━━ Raw data
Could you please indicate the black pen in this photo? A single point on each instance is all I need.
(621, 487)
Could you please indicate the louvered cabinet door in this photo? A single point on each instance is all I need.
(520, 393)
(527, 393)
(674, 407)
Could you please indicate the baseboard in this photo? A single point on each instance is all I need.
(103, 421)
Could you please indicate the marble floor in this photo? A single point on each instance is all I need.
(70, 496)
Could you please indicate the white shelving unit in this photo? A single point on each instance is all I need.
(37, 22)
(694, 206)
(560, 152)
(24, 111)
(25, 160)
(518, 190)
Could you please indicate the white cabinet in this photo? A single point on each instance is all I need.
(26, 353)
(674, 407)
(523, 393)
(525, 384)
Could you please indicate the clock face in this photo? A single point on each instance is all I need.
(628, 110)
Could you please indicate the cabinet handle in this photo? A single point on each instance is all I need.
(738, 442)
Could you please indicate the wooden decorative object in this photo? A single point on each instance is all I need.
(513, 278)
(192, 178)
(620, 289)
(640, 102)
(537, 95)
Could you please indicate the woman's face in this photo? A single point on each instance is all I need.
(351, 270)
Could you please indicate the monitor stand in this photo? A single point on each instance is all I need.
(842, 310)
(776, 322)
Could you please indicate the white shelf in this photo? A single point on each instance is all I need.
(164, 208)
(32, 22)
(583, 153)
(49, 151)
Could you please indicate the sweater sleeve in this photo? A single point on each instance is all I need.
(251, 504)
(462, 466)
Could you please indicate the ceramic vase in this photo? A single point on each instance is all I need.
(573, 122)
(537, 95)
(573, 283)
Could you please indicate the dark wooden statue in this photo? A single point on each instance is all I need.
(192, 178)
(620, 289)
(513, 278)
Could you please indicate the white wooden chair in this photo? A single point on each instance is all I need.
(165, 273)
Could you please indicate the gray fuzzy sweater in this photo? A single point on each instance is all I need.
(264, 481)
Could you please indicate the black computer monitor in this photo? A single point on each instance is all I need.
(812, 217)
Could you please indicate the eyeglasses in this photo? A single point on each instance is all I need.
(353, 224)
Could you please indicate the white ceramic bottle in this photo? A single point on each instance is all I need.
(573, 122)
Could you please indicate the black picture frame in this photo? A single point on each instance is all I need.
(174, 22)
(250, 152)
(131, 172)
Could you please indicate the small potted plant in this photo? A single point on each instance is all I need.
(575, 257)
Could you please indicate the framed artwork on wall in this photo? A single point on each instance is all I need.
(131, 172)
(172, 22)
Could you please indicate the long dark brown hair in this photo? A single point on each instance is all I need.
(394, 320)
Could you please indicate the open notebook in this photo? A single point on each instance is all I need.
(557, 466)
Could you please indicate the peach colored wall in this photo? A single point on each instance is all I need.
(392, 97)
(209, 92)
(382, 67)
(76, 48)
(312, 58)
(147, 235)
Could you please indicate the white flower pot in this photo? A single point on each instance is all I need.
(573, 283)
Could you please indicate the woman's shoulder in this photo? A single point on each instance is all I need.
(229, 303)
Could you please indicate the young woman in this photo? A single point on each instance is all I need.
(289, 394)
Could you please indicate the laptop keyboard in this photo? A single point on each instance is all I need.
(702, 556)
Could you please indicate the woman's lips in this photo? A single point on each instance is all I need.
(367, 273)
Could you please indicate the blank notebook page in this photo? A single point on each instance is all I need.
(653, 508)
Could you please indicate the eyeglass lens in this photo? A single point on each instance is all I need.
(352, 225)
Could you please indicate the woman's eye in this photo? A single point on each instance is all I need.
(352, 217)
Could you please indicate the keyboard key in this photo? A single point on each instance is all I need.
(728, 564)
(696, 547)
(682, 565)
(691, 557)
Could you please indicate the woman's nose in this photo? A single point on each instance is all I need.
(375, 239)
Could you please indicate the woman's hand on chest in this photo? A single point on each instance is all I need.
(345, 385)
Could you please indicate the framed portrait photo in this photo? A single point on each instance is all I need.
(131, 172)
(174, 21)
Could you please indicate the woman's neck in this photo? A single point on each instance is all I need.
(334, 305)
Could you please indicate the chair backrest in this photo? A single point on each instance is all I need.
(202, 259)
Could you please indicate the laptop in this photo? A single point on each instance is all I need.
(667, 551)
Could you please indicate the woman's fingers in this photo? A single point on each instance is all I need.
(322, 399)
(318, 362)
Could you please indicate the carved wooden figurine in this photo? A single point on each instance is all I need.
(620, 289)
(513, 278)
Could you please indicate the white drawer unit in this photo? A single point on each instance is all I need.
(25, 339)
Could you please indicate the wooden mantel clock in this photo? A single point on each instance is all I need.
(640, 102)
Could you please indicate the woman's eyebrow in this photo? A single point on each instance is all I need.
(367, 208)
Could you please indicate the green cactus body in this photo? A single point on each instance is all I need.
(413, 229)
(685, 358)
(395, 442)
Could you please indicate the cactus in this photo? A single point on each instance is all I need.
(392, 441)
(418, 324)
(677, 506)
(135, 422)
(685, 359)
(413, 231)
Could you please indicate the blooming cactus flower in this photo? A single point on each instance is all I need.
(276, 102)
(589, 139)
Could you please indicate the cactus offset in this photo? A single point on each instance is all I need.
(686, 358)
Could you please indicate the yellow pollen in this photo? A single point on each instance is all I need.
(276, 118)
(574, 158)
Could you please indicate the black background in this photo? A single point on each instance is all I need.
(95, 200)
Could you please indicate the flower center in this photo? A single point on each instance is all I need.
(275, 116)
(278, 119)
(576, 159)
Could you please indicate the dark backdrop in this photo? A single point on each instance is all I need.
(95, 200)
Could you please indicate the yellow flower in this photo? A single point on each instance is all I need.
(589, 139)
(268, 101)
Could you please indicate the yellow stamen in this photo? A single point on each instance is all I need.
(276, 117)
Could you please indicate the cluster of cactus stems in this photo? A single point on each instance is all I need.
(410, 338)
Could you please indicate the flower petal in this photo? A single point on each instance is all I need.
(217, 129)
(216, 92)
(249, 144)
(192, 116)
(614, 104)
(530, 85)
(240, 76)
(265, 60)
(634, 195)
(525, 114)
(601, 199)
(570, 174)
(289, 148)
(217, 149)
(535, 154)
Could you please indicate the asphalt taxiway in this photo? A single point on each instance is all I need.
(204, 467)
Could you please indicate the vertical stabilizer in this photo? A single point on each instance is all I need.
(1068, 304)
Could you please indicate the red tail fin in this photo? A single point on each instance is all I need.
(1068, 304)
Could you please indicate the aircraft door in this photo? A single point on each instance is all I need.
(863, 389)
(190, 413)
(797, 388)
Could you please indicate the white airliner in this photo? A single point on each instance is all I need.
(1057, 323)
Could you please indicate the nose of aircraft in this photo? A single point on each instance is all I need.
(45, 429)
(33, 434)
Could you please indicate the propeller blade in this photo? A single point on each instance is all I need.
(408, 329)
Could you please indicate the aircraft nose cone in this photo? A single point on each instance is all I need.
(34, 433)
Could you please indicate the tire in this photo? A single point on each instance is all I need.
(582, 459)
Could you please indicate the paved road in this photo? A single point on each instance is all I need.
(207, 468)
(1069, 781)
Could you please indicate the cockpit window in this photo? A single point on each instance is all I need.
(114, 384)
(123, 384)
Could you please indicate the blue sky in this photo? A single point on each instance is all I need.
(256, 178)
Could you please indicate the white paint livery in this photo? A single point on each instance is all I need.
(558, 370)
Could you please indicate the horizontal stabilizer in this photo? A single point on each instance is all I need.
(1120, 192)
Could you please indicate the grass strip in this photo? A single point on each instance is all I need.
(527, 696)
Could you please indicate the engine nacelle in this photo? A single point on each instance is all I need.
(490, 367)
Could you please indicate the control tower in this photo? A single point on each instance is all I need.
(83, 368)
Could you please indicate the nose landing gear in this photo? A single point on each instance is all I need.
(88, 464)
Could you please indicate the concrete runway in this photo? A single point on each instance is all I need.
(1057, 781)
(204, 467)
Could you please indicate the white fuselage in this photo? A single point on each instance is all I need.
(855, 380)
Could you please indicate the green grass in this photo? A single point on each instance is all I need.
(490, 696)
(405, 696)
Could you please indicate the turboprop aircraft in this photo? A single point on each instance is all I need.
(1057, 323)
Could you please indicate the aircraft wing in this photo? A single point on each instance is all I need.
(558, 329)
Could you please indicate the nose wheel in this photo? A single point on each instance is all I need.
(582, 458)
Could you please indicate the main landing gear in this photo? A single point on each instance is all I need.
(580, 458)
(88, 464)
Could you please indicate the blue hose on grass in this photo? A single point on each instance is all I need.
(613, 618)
━━━━
## [Problem to work on]
Everything from the line containing "Could you please indicate the main" through the last line of the listing must be reproduced exactly, and no other line.

## [Output of the task]
Could you please indicate the main landing gear in this photo? A single point on each instance is all I need.
(580, 458)
(88, 464)
Could you please indicate the blue hose on grass in this photo? A single point on each instance is all I need.
(613, 618)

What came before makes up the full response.